Aim of the task. Rewrite the listing below, replacing every "Locate" with "Mark" and leaving all other text unchanged.
........
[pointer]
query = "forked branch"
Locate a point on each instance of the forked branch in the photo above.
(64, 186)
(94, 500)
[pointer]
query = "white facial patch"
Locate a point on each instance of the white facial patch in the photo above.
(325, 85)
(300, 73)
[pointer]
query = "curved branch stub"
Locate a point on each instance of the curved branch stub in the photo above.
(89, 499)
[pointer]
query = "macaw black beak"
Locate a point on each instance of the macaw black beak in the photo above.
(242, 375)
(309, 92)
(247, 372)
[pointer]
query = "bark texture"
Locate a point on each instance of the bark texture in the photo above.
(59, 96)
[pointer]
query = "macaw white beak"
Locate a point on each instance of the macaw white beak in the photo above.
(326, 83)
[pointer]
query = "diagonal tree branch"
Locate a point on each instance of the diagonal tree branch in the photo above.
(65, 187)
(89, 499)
........
Solved exercise.
[pointer]
query = "forked branch"
Mark a point on each instance of the forked branch in the photo above.
(64, 186)
(94, 500)
[pointer]
query = "white facial patch"
Mark a point on each instance of the white facial patch in the photo above.
(325, 85)
(300, 73)
[pointer]
query = "curved branch stub"
Mark a point on each instance of the curved branch stub in the photo above.
(89, 499)
[pointer]
query = "macaw black beak"
Mark a point on each instance of the macaw black beak in the photo above.
(242, 375)
(309, 92)
(247, 372)
[pointer]
query = "bark texture"
Mark a point on each instance of the bark texture in the photo above.
(59, 96)
[pointer]
query = "macaw white beak"
Mark a point on each instance of the macaw white beak in the photo above.
(326, 83)
[pointer]
query = "diagonal tree branch"
Mark a point on each instance of the diagonal tree branch in the photo above.
(65, 187)
(89, 499)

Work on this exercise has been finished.